#### [TASK TO CARRY OUT]
Report how many lines of the listing below contain the string "beard", giving only the number.

#### [MATERIAL SUPPLIED]
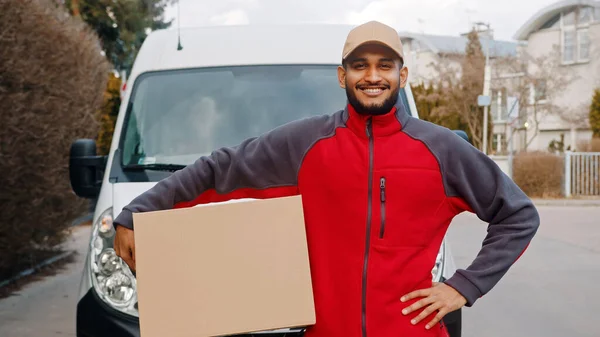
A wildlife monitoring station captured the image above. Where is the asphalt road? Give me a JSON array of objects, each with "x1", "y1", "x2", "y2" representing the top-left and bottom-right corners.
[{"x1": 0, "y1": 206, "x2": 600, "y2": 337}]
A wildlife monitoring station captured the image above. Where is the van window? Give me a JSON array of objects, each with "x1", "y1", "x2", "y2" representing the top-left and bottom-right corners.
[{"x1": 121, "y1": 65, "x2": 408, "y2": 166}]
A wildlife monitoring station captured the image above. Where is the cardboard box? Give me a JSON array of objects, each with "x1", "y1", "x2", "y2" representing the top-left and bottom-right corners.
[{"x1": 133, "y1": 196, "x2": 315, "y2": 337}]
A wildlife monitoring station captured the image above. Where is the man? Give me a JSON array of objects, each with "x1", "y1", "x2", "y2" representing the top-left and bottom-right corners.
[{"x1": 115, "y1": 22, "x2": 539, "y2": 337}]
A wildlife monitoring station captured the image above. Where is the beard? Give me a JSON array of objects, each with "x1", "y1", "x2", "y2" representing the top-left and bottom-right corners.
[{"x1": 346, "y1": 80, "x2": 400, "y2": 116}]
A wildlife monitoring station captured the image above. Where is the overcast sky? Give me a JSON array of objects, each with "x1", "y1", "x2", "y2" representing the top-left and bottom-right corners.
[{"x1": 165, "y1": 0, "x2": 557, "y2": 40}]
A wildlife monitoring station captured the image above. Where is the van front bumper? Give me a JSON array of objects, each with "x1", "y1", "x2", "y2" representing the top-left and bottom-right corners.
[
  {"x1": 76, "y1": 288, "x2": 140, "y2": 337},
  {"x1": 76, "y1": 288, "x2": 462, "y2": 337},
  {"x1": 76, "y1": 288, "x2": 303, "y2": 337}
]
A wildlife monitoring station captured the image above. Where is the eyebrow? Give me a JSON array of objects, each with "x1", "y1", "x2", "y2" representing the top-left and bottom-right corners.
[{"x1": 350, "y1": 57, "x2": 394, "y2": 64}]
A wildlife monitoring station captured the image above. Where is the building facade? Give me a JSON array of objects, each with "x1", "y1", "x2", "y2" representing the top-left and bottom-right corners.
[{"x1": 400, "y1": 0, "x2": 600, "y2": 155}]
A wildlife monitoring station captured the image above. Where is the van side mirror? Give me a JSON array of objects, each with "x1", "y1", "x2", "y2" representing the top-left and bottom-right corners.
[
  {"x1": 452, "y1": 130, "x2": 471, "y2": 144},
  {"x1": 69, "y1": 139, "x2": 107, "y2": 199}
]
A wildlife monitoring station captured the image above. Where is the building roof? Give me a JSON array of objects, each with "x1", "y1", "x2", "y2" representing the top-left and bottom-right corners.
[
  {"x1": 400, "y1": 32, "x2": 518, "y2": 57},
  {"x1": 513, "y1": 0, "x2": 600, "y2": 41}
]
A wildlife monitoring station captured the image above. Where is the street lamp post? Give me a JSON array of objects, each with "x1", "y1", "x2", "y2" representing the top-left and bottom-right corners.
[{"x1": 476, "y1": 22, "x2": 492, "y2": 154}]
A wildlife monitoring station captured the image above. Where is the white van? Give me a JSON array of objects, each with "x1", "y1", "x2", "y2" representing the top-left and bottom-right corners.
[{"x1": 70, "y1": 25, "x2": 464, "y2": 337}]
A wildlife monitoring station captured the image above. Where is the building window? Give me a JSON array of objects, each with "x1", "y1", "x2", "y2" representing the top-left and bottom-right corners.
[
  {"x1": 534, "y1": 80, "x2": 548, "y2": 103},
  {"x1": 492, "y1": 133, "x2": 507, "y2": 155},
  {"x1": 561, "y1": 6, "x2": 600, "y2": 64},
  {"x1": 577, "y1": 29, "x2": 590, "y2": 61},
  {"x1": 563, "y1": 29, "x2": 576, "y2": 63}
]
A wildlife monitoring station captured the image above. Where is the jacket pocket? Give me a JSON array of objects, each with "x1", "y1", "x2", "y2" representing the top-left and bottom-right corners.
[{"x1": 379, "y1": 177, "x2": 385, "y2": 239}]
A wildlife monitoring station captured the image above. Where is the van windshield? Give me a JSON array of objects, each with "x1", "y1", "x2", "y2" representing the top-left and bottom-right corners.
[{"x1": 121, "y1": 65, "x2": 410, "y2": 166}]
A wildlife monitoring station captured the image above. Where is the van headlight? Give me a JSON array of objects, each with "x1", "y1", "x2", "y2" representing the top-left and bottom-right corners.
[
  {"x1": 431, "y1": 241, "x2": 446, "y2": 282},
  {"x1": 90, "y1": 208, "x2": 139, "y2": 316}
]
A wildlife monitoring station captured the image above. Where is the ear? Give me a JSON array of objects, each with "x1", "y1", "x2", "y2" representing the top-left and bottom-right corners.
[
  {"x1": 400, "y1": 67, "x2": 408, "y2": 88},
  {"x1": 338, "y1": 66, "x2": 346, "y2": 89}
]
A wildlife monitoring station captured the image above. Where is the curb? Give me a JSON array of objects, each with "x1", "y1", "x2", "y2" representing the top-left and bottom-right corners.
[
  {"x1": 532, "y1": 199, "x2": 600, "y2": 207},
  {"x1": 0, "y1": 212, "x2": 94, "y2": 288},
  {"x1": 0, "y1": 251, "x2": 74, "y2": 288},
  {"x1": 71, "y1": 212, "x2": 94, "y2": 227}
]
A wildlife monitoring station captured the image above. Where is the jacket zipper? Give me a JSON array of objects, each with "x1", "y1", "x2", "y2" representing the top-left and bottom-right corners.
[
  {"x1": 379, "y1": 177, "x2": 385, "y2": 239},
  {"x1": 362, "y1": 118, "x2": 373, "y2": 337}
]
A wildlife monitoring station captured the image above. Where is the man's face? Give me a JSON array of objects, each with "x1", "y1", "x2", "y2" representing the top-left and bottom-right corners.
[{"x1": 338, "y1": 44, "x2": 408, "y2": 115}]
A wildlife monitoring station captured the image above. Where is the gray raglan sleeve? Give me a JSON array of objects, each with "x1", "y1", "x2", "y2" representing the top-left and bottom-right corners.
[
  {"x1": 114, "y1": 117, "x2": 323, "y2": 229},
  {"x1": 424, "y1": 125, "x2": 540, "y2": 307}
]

#### [EXERCISE ANSWER]
1